WHAT IS ASKED: Look in the data below for the line that contains "Where can the white". Copy that line and the remaining lines exactly.

DATA FOR PROCESSING:
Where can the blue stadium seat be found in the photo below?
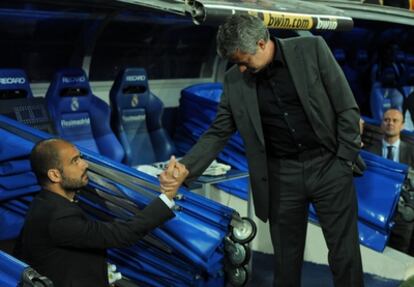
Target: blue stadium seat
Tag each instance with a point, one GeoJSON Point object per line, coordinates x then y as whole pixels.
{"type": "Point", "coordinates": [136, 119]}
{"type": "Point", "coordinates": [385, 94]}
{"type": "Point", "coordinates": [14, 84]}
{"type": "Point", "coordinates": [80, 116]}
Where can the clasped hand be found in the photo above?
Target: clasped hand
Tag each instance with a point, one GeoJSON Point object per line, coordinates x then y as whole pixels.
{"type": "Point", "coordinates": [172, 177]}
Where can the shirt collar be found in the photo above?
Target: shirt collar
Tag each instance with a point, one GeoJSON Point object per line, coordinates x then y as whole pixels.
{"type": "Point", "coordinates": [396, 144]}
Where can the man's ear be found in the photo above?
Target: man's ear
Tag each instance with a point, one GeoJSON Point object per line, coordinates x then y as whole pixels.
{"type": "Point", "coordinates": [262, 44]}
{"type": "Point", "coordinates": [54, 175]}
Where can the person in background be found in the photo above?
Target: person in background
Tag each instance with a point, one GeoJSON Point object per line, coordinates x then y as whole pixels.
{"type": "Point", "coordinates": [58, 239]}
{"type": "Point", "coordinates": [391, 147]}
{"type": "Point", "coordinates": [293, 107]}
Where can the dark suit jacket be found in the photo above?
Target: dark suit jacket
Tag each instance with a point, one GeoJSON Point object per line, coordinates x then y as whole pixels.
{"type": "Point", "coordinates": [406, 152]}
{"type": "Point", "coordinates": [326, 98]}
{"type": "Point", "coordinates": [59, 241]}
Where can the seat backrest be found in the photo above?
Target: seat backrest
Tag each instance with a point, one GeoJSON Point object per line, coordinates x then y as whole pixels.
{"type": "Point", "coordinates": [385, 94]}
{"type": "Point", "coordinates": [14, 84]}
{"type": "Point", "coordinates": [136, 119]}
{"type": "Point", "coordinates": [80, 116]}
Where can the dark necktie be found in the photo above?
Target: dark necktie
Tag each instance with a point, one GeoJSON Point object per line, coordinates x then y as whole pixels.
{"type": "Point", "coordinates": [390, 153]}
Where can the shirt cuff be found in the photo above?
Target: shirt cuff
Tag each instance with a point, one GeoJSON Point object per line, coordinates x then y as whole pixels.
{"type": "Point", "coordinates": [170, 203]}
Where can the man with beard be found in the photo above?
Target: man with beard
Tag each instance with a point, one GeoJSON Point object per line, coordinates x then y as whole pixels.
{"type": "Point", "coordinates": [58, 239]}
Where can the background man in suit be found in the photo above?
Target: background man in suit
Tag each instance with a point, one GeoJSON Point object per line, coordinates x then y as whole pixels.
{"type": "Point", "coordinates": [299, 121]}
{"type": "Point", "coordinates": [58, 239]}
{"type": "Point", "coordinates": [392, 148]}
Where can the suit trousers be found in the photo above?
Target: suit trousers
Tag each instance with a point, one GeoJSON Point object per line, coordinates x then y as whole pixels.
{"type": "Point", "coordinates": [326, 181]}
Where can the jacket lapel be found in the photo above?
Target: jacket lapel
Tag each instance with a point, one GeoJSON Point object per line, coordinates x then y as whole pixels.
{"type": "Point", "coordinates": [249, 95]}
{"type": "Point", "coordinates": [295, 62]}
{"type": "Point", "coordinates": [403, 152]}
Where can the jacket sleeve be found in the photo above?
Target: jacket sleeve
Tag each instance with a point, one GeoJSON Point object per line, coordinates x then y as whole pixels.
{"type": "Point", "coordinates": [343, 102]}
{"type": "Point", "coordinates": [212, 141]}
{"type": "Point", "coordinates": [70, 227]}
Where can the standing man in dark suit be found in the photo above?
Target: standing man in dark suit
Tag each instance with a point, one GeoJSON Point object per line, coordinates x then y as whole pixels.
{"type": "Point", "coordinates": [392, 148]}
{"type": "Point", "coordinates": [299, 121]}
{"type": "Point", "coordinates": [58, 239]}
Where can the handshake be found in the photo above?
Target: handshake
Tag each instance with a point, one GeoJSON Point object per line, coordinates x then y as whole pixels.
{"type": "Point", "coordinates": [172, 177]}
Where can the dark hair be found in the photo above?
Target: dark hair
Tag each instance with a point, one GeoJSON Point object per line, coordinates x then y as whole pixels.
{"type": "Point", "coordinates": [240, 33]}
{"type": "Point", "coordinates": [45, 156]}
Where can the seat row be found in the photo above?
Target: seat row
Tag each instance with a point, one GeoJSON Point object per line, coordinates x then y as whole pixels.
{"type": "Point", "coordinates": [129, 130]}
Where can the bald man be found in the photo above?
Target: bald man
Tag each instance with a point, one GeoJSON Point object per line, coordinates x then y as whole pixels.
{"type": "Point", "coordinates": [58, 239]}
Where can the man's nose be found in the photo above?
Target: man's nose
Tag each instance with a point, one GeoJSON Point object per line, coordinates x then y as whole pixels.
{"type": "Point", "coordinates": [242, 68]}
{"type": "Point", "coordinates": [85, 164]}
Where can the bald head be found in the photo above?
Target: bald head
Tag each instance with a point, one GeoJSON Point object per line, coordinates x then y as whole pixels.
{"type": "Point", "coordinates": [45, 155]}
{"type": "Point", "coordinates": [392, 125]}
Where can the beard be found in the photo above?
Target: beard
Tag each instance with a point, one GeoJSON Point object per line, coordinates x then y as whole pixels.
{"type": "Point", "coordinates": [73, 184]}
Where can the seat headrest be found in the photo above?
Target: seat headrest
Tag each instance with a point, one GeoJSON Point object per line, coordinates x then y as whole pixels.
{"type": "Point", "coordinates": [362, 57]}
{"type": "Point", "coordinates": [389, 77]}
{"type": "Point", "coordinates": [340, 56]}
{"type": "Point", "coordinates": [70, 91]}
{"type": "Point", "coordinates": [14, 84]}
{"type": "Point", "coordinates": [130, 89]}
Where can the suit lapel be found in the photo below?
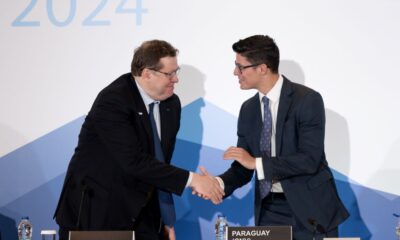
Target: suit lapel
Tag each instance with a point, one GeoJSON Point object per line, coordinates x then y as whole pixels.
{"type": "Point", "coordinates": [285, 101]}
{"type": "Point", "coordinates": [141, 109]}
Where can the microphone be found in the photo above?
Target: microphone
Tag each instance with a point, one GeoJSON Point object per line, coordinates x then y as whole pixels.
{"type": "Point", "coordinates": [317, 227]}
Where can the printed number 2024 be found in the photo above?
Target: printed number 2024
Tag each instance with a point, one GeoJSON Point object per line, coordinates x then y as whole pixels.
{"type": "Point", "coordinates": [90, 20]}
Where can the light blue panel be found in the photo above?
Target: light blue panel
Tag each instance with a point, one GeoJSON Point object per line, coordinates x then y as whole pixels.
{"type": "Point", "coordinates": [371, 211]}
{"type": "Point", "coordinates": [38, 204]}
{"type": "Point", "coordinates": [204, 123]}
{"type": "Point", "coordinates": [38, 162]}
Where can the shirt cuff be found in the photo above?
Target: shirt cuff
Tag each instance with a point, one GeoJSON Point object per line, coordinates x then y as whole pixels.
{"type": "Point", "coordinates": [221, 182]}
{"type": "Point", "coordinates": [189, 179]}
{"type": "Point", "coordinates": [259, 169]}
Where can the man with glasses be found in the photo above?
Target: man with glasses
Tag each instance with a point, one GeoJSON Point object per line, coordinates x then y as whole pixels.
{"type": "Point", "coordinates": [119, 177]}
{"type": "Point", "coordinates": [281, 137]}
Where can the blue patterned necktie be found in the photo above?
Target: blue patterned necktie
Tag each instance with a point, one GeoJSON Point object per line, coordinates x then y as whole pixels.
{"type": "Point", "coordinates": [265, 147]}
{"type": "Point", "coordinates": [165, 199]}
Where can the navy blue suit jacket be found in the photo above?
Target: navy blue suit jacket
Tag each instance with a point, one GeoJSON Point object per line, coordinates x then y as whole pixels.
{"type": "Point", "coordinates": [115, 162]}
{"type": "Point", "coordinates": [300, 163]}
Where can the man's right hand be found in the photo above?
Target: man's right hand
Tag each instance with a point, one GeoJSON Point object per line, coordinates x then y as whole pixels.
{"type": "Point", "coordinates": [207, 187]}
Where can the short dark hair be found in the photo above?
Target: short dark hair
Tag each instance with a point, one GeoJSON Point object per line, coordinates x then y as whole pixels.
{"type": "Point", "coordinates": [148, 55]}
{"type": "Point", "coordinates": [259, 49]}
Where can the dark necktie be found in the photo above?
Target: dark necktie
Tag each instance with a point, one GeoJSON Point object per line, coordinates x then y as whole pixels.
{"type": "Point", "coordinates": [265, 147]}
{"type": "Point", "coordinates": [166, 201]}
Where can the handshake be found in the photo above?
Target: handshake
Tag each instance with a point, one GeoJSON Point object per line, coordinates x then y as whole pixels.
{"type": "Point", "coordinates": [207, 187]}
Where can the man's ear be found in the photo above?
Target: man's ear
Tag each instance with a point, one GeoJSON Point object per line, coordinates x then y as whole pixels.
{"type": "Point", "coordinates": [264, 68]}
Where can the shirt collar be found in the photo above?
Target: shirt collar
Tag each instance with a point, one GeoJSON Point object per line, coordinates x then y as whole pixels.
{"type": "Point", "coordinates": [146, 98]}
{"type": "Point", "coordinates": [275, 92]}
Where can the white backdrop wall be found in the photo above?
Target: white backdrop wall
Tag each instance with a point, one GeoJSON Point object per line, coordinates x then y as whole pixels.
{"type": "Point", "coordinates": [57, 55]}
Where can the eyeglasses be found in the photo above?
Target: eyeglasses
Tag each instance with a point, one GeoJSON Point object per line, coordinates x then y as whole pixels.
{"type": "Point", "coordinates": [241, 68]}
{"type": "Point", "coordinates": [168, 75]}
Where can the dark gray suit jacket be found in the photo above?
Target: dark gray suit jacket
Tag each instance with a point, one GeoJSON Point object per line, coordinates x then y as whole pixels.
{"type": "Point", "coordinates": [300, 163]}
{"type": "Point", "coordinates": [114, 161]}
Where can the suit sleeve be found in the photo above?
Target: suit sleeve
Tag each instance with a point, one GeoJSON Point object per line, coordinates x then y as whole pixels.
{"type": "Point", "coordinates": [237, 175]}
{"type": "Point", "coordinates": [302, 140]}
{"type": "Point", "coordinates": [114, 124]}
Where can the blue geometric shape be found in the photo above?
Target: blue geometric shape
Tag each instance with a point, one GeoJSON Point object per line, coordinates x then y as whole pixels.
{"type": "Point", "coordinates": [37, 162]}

RESULT OF THE TASK:
Where can the white backdrop wall be found in the photo above?
Target: white backdrop wall
Tag each instance with a point, one GeoJSON Point object per line, coordinates x then y as whole pixels.
{"type": "Point", "coordinates": [57, 55]}
Where can the eyeglasses be found in the photo above?
Target: eyeglasses
Tag each instance with a point, one GeoJSON Point object per line, coordinates x then y as whole pixels.
{"type": "Point", "coordinates": [241, 68]}
{"type": "Point", "coordinates": [168, 75]}
Where can the dark gray suit jacket be found in the photo above?
Target: dark gray suit jacket
Tag each instance with a point, one GeoJSON Point object per line, coordinates x then y as whole pixels.
{"type": "Point", "coordinates": [300, 163]}
{"type": "Point", "coordinates": [114, 161]}
Where can the suit sleeve be found in the photo above?
Target: suit sleeve
Tag each instance with a point, one GeoJSON Point object per line, coordinates x then y as whole pixels.
{"type": "Point", "coordinates": [237, 175]}
{"type": "Point", "coordinates": [302, 140]}
{"type": "Point", "coordinates": [114, 124]}
Where can the blue geometric shape be found in the photo above?
Target: blue geometric shape
Tag each instance with a point, one GeoJSON Point object per line, coordinates x then y as whole pixels.
{"type": "Point", "coordinates": [37, 162]}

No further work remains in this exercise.